• [Records for this task]
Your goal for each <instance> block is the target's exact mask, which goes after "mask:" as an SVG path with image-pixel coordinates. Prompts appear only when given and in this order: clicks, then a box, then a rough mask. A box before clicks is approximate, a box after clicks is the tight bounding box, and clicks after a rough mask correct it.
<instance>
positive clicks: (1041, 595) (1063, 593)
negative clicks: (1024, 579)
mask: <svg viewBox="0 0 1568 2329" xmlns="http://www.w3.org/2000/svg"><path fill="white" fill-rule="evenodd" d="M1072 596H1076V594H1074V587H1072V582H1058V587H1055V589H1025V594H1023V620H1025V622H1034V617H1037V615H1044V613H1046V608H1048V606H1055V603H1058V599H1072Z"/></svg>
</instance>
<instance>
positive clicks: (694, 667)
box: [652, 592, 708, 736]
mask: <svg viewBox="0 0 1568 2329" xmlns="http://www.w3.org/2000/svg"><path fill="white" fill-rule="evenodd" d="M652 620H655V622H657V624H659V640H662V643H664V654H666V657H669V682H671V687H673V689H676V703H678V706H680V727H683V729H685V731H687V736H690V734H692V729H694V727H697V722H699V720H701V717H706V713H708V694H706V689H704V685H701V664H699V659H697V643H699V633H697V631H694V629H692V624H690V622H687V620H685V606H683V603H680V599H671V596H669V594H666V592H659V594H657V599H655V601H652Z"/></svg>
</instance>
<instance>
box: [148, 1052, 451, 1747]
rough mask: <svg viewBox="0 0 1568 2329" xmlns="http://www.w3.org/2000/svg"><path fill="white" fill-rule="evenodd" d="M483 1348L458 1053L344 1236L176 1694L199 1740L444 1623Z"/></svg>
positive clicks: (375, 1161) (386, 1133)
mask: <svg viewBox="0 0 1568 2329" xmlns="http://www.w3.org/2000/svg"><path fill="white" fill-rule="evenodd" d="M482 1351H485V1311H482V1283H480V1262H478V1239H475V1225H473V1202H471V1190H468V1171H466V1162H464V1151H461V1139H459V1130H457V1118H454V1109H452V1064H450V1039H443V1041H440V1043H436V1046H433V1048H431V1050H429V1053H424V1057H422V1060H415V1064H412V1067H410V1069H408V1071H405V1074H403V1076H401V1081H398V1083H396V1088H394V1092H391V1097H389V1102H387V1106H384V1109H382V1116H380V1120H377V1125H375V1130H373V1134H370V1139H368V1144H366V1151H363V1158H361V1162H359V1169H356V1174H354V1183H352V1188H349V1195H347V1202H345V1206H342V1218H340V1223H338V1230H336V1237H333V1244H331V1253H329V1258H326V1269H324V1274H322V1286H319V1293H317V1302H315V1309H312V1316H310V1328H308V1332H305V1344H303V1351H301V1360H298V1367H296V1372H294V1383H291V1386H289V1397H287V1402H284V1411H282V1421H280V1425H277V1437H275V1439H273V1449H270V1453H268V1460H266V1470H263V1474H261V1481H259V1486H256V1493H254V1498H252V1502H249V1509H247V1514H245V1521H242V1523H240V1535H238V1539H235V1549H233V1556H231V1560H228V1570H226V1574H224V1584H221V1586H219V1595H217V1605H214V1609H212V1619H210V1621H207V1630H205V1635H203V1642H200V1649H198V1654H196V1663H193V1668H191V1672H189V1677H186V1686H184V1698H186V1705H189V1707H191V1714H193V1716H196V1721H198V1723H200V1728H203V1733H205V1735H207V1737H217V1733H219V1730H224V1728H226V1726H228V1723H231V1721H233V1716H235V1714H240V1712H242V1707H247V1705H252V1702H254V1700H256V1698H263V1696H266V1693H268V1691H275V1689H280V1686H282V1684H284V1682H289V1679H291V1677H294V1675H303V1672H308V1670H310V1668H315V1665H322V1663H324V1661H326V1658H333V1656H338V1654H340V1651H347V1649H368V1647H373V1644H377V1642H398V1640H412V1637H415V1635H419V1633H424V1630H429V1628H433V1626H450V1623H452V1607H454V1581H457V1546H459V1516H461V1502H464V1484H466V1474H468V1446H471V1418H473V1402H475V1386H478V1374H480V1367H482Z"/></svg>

• [What you need to do]
Retype every line of the data, keeping each one exactly as it is.

• [Expected output]
Your goal for each <instance> block is the target's exact mask, which goes after "mask:" as an SVG path with image-pixel coordinates. Prompts appear only when given and in this order: clicks, then a box, then a rough mask. A box before clicks is approximate, a box after clicks is the tight bounding box, and clicks after a rough mask correct it.
<instance>
positive clicks: (1041, 595) (1063, 593)
negative clicks: (1024, 579)
mask: <svg viewBox="0 0 1568 2329" xmlns="http://www.w3.org/2000/svg"><path fill="white" fill-rule="evenodd" d="M1072 596H1076V594H1074V587H1072V582H1058V587H1055V589H1025V594H1023V620H1025V622H1034V617H1037V615H1044V613H1046V608H1048V606H1055V603H1058V599H1072Z"/></svg>
</instance>
<instance>
positive clicks: (694, 667)
box: [652, 592, 708, 736]
mask: <svg viewBox="0 0 1568 2329" xmlns="http://www.w3.org/2000/svg"><path fill="white" fill-rule="evenodd" d="M652 620H655V622H657V624H659V640H662V643H664V654H666V657H669V682H671V687H673V689H676V703H678V706H680V727H683V729H685V731H687V736H690V734H692V729H694V727H697V722H699V720H701V717H706V713H708V694H706V689H704V685H701V664H699V659H697V643H699V633H697V631H694V629H692V624H690V622H687V620H685V606H683V603H680V599H671V596H669V594H666V592H659V594H657V599H655V601H652Z"/></svg>
</instance>
<instance>
box: [148, 1052, 451, 1747]
rough mask: <svg viewBox="0 0 1568 2329" xmlns="http://www.w3.org/2000/svg"><path fill="white" fill-rule="evenodd" d="M483 1348L458 1053L344 1236L176 1694L199 1740L444 1623Z"/></svg>
positive clicks: (375, 1161) (386, 1133)
mask: <svg viewBox="0 0 1568 2329" xmlns="http://www.w3.org/2000/svg"><path fill="white" fill-rule="evenodd" d="M482 1351H485V1311H482V1283H480V1262H478V1239H475V1225H473V1202H471V1190H468V1171H466V1162H464V1151H461V1139H459V1130H457V1118H454V1109H452V1064H450V1039H443V1041H440V1043H436V1046H433V1048H431V1050H429V1053H424V1057H422V1060H415V1064H412V1067H410V1069H408V1071H405V1074H403V1076H401V1081H398V1083H396V1088H394V1092H391V1097H389V1102H387V1106H384V1109H382V1116H380V1120H377V1125H375V1130H373V1134H370V1139H368V1144H366V1151H363V1158H361V1162H359V1169H356V1174H354V1183H352V1188H349V1195H347V1202H345V1206H342V1218H340V1223H338V1230H336V1237H333V1244H331V1253H329V1258H326V1269H324V1274H322V1286H319V1293H317V1302H315V1309H312V1316H310V1328H308V1332H305V1344H303V1351H301V1360H298V1367H296V1372H294V1383H291V1386H289V1397H287V1402H284V1411H282V1421H280V1425H277V1437H275V1439H273V1449H270V1453H268V1460H266V1470H263V1474H261V1481H259V1486H256V1493H254V1498H252V1502H249V1509H247V1514H245V1521H242V1523H240V1535H238V1539H235V1549H233V1556H231V1560H228V1570H226V1574H224V1584H221V1586H219V1595H217V1605H214V1609H212V1619H210V1621H207V1630H205V1635H203V1642H200V1649H198V1654H196V1663H193V1668H191V1672H189V1677H186V1686H184V1698H186V1705H189V1707H191V1714H193V1716H196V1721H198V1723H200V1728H203V1733H205V1735H207V1737H217V1733H219V1730H224V1728H226V1726H228V1723H231V1721H233V1716H235V1714H240V1712H242V1707H247V1705H252V1702H254V1700H256V1698H263V1696H266V1693H268V1691H275V1689H280V1686H282V1684H284V1682H289V1679H291V1677H294V1675H303V1672H308V1670H310V1668H315V1665H322V1663H324V1661H326V1658H333V1656H338V1654H340V1651H347V1649H368V1647H373V1644H377V1642H398V1640H412V1637H415V1635H419V1633H424V1630H429V1628H433V1626H450V1623H452V1607H454V1581H457V1546H459V1516H461V1502H464V1484H466V1474H468V1446H471V1418H473V1402H475V1386H478V1374H480V1367H482Z"/></svg>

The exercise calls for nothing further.